Task details.
Find every line in the items below that contains the word "gray", and copy each of those lines.

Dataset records
⁂
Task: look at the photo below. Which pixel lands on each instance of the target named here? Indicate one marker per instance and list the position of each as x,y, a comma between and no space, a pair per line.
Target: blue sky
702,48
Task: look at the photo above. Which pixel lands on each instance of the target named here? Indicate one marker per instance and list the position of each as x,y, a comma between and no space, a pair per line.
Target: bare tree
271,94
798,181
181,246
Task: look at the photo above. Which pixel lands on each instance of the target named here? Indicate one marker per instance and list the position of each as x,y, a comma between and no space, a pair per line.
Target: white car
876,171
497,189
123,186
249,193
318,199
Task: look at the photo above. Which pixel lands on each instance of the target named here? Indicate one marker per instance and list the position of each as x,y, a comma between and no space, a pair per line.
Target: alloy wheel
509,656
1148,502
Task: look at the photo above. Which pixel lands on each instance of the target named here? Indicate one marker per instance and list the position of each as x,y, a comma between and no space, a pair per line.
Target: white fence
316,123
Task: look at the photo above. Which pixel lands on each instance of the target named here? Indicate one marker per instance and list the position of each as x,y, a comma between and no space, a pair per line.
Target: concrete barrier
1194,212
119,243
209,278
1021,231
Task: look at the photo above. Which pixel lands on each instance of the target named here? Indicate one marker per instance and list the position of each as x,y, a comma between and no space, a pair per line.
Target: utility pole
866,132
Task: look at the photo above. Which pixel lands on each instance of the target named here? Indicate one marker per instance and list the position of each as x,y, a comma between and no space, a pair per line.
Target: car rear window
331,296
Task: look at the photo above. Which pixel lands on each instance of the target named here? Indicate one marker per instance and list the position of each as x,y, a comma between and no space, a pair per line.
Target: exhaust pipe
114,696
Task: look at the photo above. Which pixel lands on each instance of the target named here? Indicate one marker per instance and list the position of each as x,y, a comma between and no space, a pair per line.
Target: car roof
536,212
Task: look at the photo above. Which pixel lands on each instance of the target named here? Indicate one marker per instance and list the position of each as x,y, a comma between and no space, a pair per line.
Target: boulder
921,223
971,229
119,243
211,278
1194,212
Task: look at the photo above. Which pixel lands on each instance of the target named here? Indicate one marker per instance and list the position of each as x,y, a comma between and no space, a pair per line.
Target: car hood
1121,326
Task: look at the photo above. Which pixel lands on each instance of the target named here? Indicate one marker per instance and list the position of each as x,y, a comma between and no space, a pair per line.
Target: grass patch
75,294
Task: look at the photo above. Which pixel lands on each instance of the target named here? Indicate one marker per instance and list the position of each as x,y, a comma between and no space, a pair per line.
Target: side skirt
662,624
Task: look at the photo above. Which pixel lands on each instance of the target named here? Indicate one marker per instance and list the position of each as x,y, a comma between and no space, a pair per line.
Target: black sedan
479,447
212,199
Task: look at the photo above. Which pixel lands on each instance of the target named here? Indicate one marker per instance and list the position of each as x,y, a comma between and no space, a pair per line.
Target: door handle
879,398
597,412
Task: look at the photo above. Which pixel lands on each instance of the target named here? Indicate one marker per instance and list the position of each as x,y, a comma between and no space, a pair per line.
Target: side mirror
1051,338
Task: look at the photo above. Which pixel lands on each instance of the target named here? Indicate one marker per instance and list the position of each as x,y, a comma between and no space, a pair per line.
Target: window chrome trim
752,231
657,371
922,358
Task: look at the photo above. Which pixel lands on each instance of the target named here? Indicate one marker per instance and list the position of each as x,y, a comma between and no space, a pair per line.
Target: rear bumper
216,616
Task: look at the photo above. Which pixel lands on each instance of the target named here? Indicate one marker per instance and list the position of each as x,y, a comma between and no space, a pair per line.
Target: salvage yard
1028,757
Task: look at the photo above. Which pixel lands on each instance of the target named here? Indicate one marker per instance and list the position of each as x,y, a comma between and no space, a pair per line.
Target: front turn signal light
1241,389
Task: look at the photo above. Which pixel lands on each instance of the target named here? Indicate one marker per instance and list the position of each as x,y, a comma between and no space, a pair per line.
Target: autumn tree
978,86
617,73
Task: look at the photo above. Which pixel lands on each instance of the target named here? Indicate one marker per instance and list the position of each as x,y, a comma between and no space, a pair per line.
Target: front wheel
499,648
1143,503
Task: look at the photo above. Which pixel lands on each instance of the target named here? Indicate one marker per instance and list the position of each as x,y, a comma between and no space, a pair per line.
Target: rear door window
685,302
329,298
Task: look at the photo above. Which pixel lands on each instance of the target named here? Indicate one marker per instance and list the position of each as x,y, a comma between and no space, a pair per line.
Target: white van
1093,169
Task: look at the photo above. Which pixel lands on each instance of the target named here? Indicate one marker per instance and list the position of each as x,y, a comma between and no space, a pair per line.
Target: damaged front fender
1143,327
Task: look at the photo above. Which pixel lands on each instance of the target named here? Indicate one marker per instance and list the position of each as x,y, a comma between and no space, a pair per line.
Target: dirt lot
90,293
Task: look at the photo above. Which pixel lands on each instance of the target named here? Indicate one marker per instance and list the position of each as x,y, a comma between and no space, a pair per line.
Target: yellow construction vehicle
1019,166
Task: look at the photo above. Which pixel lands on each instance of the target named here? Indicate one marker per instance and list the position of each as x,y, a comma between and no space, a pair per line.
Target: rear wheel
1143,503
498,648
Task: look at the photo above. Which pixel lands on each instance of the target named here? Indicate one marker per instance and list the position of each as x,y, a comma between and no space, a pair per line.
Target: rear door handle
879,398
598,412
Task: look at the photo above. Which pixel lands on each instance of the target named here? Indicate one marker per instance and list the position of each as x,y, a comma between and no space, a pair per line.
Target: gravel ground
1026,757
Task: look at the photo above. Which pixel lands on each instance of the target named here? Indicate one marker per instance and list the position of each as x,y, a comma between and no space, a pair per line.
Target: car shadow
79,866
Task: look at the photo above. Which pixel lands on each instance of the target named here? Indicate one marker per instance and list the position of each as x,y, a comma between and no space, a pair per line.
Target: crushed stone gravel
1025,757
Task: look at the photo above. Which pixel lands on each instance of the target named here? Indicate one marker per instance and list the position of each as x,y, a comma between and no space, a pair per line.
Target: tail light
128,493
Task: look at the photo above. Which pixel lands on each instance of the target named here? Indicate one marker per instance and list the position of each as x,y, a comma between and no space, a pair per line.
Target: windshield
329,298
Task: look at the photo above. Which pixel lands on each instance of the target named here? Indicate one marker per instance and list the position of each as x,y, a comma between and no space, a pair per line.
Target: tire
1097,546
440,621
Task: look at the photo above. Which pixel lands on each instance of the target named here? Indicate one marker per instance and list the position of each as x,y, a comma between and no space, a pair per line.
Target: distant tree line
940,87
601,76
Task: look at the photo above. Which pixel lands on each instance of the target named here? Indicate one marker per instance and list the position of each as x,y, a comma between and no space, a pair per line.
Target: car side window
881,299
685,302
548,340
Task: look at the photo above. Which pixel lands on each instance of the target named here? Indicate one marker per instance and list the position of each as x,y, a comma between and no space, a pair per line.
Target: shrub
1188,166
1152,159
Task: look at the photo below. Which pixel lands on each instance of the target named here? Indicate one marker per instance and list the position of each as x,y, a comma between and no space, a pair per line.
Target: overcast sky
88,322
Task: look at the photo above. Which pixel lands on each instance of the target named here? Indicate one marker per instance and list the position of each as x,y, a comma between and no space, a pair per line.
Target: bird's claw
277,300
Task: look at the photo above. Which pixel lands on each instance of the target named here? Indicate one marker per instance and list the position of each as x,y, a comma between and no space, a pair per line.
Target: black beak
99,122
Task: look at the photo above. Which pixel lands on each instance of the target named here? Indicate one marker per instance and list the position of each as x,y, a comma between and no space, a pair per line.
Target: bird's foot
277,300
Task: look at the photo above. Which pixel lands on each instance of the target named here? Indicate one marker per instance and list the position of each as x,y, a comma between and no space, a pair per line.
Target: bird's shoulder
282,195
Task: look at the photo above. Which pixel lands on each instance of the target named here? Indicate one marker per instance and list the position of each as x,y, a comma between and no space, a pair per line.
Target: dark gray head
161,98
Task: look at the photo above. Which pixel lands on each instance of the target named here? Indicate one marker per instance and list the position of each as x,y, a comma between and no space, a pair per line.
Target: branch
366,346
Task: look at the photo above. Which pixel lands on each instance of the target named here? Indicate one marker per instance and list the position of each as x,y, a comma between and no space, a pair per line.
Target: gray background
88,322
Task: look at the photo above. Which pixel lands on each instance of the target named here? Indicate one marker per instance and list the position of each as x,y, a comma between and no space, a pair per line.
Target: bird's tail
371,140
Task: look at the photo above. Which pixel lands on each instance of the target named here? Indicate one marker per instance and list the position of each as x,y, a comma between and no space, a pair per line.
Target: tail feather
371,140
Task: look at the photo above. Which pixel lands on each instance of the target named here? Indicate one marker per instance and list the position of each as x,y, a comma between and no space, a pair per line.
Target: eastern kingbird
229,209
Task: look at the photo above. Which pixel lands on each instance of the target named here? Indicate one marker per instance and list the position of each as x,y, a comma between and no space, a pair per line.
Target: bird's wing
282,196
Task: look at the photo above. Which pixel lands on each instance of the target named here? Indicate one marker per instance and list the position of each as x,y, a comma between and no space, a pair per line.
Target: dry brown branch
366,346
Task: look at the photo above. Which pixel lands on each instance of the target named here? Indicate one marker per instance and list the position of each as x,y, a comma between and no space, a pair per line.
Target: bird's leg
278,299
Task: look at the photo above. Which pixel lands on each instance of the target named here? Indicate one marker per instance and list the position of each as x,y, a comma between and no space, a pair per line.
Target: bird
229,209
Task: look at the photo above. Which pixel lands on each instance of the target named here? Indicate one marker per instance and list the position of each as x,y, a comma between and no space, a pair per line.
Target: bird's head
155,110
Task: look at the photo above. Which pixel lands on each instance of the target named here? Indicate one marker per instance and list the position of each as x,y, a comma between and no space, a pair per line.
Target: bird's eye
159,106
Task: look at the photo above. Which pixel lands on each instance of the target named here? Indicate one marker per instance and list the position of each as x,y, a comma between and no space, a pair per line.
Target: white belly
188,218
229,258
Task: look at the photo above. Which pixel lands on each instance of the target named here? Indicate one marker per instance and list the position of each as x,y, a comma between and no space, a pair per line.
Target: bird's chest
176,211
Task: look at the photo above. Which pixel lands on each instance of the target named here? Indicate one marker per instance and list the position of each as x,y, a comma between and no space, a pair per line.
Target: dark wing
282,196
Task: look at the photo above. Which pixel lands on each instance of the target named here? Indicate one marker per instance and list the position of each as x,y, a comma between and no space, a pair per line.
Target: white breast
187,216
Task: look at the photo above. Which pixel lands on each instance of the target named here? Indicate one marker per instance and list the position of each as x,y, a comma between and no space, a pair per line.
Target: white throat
⁂
Answer to the task.
Target: dark gray head
Target: gray background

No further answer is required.